Data extracted from a collection:
|---|

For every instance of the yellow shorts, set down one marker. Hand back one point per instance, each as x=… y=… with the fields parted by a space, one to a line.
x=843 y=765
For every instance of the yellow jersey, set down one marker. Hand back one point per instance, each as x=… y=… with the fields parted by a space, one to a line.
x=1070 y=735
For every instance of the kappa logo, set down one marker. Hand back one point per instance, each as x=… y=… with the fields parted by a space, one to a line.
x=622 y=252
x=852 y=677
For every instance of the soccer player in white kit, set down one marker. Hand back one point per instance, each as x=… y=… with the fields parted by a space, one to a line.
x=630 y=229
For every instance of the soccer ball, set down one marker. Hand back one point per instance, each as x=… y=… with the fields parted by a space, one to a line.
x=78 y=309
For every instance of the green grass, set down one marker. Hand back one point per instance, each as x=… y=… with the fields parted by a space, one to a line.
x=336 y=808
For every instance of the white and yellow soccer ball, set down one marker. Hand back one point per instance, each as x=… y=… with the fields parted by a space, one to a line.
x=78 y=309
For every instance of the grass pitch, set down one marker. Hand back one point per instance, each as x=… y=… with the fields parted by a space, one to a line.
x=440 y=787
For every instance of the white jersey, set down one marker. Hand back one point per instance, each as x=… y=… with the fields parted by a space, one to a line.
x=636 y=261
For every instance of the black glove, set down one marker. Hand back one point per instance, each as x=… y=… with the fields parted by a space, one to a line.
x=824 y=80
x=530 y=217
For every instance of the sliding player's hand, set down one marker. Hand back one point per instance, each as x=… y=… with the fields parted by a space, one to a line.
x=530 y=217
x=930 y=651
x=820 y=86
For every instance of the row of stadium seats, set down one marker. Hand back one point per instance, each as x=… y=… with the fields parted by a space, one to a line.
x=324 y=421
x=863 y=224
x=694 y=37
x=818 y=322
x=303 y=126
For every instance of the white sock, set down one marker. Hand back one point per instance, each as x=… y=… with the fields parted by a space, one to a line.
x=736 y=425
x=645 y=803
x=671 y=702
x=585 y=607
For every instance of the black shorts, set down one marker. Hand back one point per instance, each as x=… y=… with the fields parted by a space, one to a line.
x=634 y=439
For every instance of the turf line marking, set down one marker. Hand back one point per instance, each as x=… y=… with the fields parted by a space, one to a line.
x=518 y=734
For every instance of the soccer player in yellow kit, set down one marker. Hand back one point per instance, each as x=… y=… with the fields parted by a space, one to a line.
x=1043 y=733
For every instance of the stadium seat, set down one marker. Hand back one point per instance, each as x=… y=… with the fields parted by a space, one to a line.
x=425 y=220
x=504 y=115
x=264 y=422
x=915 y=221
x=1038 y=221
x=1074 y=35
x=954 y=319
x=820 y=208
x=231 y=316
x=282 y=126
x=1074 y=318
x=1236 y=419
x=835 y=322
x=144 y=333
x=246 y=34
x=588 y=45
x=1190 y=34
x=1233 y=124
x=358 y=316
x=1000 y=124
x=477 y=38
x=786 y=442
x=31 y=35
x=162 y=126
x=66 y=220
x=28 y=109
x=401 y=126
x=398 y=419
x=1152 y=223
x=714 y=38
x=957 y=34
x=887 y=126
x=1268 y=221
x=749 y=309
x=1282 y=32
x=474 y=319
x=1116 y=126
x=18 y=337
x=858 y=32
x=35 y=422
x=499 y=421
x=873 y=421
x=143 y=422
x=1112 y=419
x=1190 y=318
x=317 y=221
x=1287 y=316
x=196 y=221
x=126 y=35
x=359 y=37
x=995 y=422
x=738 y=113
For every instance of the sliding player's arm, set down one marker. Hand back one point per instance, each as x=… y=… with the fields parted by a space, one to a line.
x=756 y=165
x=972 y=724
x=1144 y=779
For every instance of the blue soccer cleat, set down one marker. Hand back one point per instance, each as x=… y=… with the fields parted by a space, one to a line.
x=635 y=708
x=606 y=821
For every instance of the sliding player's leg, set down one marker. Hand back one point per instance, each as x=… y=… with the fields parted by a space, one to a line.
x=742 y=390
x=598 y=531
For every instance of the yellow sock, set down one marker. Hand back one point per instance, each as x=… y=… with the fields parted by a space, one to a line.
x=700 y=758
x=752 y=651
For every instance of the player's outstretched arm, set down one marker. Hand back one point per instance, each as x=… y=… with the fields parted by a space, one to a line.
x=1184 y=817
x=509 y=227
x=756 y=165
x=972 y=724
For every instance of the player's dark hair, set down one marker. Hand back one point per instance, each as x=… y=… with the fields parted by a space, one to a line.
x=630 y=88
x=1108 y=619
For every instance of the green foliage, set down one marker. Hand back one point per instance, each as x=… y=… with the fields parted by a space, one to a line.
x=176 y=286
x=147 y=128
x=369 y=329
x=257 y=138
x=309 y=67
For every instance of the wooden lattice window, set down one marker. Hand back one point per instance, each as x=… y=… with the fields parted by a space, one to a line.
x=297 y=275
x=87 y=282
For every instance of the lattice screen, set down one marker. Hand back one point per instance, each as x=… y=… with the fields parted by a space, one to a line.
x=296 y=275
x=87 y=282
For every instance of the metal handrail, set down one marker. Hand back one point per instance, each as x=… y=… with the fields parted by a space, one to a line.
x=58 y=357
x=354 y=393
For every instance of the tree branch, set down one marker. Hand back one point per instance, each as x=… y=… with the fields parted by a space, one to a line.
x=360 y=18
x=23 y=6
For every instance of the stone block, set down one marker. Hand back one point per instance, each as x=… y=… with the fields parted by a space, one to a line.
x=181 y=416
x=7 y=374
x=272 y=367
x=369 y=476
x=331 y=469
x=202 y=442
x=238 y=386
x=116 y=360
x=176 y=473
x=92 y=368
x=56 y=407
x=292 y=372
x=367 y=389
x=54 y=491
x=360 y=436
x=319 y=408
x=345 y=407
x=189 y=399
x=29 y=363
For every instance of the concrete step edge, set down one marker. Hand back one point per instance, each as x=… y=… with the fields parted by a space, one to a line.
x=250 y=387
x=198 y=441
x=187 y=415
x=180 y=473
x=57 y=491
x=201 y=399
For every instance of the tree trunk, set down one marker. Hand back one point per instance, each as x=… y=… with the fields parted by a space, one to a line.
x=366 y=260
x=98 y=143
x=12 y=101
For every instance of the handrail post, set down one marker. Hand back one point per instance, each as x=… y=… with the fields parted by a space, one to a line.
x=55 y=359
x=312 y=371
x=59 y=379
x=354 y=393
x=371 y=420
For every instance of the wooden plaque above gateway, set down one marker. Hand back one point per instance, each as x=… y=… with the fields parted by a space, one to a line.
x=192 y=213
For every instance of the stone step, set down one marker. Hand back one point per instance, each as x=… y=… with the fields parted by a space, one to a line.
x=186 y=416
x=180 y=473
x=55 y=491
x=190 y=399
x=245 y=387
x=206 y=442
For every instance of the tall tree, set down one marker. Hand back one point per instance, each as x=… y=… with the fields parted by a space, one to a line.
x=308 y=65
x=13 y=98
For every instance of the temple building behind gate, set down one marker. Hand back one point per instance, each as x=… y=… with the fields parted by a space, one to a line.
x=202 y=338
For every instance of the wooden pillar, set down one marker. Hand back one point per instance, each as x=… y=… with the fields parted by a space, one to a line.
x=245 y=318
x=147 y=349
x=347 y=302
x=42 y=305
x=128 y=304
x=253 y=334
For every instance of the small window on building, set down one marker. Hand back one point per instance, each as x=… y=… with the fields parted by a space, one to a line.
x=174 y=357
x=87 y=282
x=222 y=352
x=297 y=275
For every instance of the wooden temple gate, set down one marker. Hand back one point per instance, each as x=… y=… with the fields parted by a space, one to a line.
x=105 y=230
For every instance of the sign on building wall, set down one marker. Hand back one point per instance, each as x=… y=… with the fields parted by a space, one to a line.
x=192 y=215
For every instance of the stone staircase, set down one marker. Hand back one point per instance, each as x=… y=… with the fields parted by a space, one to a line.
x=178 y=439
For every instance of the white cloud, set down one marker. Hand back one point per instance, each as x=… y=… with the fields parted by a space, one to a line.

|---|

ACTION ITEM: The required answer is the line with "For every instance of the sign" plus every line after it to the end of the entries above, transcribed exactly.

REPLY:
For every instance of the sign on building wall, set down one marker. Hand back one point per instance, each as x=… y=… with the fields parted by a space, one to a line.
x=192 y=215
For every instance of the stone staircase, set down one marker. Hand back one point per instance, each as x=… y=… with the fields parted by a space, one to a line.
x=178 y=439
For every instance of the white cloud, set down one marker. Hand back one point per instance, each as x=… y=… with the fields parted by a space, one to a line.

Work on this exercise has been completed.